### SOURCE PASSAGE:
+--

Join our community of smart investors

Watching bonds

The US yield curve tells us how to invest. And for now at least, it is telling us to be optimistic about equities and cyclical stocks
November 29, 2018

US interest rates are going up. Futures markets expect the fed funds rate, which is now 2.2 per cent, to rise to almost 3 per cent by the end of next year. They believe this largely because the Fed has told them to do so. It has said that if growth and inflation turn out as expected it will raise the funds rate to just over 3 per cent by next December. Whether we should worry about this – and what we should do about it – depends heavily upon how bond markets react.

I say so for a simple reason. The yield curve (the difference between long-term and short-term interest rates) predicts recessions. When it inverts – with long yields below short ones – a recession follows. And if it doesn’t invert, growth continues.

My chart shows the point. It shows the gap between 10-year yields and the fed funds rate, lagged three years, plotted against the three-yearly change in US industrial production. The link might not look especially strong. But this is because the relationship takes a particular form. When 10-year yields fall below the funds rate, a recession follows: this happened in 1989, 1999-00 and in 2006-07.

+--

### RECORD EXCERPTS:
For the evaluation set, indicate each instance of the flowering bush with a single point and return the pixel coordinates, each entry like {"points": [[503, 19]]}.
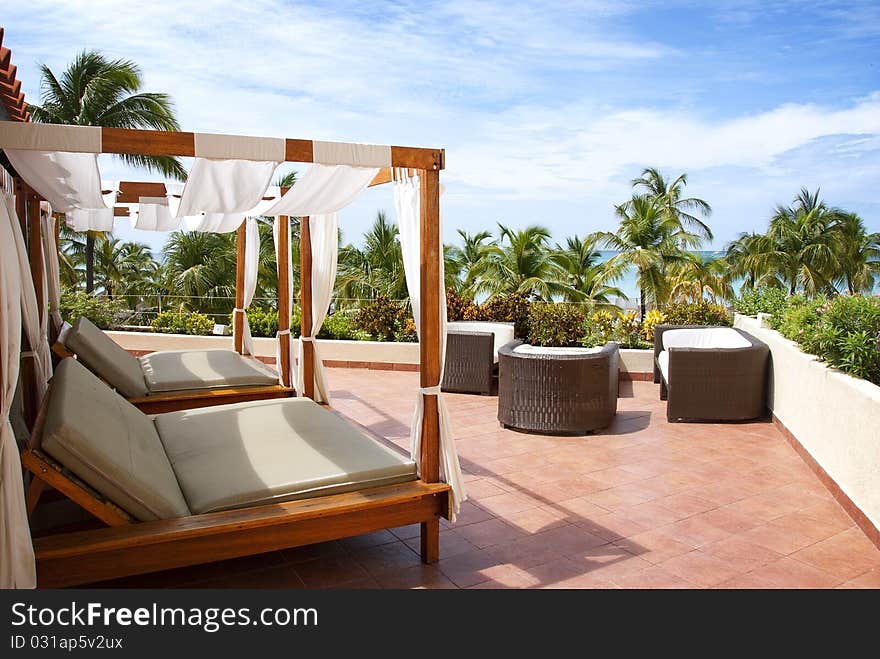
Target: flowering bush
{"points": [[653, 318]]}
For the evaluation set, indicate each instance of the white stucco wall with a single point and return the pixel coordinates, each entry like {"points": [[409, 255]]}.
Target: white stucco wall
{"points": [[834, 416]]}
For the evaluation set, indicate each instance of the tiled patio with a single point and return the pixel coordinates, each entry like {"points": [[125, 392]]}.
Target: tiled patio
{"points": [[646, 504]]}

+--

### WORK INSTRUCTION:
Write out the article on the US yield curve from the top of the page again, word for word and in full.

### ANSWER TO THE PROBLEM:
Join our community of smart investors

Watching bonds

The US yield curve tells us how to invest. And for now at least, it is telling us to be optimistic about equities and cyclical stocks
November 29, 2018

US interest rates are going up. Futures markets expect the fed funds rate, which is now 2.2 per cent, to rise to almost 3 per cent by the end of next year. They believe this largely because the Fed has told them to do so. It has said that if growth and inflation turn out as expected it will raise the funds rate to just over 3 per cent by next December. Whether we should worry about this – and what we should do about it – depends heavily upon how bond markets react.

I say so for a simple reason. The yield curve (the difference between long-term and short-term interest rates) predicts recessions. When it inverts – with long yields below short ones – a recession follows. And if it doesn’t invert, growth continues.

My chart shows the point. It shows the gap between 10-year yields and the fed funds rate, lagged three years, plotted against the three-yearly change in US industrial production. The link might not look especially strong. But this is because the relationship takes a particular form. When 10-year yields fall below the funds rate, a recession follows: this happened in 1989, 1999-00 and in 2006-07.